• **What to work on**:
Please copy exactly the lines that begin with the one containing "rear windshield? Thanks so much." and end with the last line of the entries.

>>

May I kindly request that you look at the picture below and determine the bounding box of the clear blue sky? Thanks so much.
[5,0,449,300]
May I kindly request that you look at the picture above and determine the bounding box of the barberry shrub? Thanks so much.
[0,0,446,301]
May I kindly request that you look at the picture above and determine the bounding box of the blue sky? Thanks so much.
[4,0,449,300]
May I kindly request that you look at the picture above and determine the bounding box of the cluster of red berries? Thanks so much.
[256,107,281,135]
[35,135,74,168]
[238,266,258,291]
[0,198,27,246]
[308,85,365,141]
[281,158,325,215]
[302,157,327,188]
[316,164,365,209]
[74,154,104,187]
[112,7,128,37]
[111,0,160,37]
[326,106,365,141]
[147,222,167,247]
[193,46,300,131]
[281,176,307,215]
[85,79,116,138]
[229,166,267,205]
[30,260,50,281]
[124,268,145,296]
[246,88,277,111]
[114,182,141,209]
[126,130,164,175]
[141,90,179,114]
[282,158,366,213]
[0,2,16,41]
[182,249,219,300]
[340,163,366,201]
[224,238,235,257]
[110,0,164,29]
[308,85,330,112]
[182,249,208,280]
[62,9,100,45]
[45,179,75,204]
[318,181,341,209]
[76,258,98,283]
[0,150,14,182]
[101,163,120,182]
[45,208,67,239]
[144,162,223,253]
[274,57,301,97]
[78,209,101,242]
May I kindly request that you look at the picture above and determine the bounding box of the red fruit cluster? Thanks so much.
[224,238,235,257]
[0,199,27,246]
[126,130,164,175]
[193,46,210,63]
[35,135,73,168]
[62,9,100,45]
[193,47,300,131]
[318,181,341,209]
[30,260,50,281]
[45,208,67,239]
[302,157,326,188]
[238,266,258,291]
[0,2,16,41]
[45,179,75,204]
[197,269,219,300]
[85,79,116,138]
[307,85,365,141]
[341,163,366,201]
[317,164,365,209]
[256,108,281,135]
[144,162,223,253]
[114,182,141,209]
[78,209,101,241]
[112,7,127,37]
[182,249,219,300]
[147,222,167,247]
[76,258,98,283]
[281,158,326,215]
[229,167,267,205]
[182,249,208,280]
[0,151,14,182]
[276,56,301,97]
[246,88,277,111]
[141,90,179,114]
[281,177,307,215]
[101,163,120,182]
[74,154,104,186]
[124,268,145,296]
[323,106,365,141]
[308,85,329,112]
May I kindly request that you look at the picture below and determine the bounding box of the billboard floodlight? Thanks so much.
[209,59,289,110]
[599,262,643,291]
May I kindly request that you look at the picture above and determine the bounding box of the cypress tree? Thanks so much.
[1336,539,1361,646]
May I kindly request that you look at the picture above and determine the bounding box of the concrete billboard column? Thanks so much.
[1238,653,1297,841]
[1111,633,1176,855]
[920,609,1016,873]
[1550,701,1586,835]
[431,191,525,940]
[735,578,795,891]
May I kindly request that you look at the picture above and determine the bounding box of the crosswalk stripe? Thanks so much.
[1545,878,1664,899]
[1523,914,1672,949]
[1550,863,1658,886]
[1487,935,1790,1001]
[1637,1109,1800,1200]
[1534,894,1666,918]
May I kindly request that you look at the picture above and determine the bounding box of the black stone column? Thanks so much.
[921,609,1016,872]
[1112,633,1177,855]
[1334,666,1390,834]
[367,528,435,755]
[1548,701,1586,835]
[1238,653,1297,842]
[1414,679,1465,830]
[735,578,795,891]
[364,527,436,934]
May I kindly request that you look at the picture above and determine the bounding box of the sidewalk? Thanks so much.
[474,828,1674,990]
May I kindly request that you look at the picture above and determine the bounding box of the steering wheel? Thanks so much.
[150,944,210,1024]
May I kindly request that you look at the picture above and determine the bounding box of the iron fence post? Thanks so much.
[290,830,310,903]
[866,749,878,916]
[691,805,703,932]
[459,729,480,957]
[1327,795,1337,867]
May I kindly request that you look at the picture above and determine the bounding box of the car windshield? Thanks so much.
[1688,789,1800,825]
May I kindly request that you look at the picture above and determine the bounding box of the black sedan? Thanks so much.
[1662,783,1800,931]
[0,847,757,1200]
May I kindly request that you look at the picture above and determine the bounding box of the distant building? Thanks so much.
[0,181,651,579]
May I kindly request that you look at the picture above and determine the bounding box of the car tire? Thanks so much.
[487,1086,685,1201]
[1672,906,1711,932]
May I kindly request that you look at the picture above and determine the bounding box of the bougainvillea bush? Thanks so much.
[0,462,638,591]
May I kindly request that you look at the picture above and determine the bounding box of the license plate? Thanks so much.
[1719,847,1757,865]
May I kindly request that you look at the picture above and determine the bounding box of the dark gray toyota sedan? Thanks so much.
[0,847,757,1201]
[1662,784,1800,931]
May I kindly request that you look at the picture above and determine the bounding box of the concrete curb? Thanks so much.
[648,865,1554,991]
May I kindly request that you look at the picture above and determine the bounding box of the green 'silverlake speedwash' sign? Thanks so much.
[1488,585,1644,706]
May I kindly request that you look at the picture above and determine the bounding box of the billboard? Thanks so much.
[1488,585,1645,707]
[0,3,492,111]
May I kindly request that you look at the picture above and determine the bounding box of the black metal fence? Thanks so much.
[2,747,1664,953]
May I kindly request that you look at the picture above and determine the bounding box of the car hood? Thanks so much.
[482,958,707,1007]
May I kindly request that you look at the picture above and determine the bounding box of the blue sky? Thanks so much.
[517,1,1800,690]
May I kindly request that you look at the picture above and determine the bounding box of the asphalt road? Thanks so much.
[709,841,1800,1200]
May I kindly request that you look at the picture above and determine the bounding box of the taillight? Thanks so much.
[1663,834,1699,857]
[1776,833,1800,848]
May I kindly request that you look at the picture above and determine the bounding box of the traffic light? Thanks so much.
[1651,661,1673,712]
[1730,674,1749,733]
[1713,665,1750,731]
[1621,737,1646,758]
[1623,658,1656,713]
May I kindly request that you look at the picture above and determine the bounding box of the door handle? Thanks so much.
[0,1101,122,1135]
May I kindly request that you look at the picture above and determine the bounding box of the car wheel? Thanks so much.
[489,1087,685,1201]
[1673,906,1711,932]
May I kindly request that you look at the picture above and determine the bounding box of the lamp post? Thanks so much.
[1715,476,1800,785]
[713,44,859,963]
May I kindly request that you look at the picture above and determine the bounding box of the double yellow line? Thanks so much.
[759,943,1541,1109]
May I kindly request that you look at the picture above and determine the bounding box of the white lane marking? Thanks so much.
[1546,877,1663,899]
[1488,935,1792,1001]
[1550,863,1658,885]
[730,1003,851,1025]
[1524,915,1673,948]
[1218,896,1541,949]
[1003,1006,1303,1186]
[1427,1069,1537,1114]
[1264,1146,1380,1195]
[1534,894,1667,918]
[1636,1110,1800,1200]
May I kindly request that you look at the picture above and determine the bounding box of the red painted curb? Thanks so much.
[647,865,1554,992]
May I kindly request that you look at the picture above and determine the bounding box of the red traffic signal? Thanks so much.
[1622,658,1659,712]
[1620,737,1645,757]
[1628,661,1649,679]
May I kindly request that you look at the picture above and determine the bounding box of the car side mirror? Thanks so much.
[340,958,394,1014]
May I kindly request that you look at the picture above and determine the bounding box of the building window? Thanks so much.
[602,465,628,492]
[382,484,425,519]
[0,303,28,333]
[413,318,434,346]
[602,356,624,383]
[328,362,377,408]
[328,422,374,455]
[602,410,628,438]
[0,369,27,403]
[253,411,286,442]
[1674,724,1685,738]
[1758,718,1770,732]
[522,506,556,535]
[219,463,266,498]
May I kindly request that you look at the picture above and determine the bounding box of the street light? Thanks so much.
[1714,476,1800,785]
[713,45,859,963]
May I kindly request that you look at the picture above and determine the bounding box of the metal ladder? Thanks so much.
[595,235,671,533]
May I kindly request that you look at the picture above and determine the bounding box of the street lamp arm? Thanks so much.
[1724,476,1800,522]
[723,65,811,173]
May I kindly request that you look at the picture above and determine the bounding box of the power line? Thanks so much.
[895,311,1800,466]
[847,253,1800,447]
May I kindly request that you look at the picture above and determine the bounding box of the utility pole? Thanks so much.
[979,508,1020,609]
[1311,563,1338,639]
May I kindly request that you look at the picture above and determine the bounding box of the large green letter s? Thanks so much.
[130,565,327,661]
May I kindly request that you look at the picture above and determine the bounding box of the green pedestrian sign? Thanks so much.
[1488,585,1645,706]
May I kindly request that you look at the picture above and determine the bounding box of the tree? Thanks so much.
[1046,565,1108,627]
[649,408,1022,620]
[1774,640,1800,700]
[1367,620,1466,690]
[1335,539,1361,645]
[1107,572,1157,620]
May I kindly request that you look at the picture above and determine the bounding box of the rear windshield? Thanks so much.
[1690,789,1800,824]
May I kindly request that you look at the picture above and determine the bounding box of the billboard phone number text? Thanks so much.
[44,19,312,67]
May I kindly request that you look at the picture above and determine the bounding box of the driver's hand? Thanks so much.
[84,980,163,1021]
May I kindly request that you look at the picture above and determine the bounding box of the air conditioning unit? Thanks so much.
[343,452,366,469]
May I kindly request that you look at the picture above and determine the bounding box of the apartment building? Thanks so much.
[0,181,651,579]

<<

• **Solution to this problem**:
May I kindly request that you look at the picture above and determine the bounding box of the rear windshield? Thanks so much.
[1690,789,1800,824]
May I kindly request that you look at the picture above and determine the bounding box of the billboard phone number text? Thanks so much.
[44,19,312,67]
May I kindly request that you look at the picture above and determine the bounding box of the driver's hand? Thanks so much.
[84,980,163,1021]
May I kindly request that you look at the picture above and determine the bounding box of the air conditioning unit? Thanks so much.
[343,452,366,469]
May I kindly request that you look at the picture above and determine the bounding box of the apartment building? Thanks so much.
[0,181,651,579]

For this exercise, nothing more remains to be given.